===== Selected excerpt
Cohen Warns Indonesia to Either Disarm Militia or Face IsolationBy Richard C. Paddock
LOS ANGELES TIMES -- JAKARTA, Indonesia
U.S. Defense Secretary William S. Cohen urged Indonesia on Monday to take quick action to disarm and disband militia gangs in West Timor or face isolation by the international community.
After meeting with President Abdurrahman Wahid and other top officials, Cohen said Indonesia must prove by its actions that it will combat the ruthless paramilitary gangs responsible for killing three U.N. workers, including an American, earlier this month.
“Indonesia faces a momentous decision: whether to build a fair, just society under the rule of law or to allow unpunished violence to explode the dream of democracy, stability, unity and prosperity,” the secretary said.
A series of politically targeted killings and bombings has heightened instability in the vast island nation and made it apparent that Wahid, a frail Muslim cleric, has little control over the military or its alter ego, the militias.
Many Indonesians fear that elements within the military and supporters of ousted dictator Suharto are mounting a campaign of violence -- including the slaying of the U.N. aid workers -- in a bid to undermine Wahid and return to power.
After the three U.N. staffers were hacked to death by militia members Sept. 6, the U.N. Security Council passed a resolution insisting that Indonesia disband the militias and arrest and prosecute those who carried out the killings.
==========
===== Supplied records
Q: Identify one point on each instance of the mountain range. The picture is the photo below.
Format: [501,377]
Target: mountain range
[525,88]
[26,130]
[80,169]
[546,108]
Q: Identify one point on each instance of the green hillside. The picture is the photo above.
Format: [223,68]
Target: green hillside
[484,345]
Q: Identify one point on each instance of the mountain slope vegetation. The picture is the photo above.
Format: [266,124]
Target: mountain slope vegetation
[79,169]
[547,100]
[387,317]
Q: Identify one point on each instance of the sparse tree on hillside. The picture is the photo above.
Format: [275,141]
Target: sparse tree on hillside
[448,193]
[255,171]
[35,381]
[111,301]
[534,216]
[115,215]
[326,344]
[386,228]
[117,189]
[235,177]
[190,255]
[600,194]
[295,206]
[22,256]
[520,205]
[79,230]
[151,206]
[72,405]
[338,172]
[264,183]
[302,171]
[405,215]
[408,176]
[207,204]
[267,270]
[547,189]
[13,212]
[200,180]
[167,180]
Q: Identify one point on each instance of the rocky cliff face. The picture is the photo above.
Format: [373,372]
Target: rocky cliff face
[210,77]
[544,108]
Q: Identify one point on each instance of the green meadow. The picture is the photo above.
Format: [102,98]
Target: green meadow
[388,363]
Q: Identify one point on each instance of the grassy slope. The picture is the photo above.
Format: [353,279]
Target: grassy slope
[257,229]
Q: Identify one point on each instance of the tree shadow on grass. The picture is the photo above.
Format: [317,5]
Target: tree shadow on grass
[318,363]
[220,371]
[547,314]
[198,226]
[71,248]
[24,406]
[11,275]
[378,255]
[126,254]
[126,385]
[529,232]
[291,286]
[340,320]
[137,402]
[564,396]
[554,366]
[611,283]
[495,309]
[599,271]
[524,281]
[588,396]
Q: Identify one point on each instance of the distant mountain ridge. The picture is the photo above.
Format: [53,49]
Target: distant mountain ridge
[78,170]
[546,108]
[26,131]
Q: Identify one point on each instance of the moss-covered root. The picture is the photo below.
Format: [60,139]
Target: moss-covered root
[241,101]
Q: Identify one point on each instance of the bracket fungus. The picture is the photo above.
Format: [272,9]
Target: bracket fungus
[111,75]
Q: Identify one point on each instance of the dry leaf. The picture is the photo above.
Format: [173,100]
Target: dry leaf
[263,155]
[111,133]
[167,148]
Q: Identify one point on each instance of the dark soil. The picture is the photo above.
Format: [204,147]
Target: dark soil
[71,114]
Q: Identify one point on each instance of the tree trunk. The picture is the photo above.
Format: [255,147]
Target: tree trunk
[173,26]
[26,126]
==========
In the news article above, condense the paragraph beginning "After meeting with President Abdurrahman Wahid and other top officials" into one shorter sentence that keeps its main facts.

After meeting President Abdurrahman Wahid and other top officials, Cohen said Indonesia must show through its actions that it will fight the paramilitary gangs that killed three U.N. workers, including an American, earlier this month.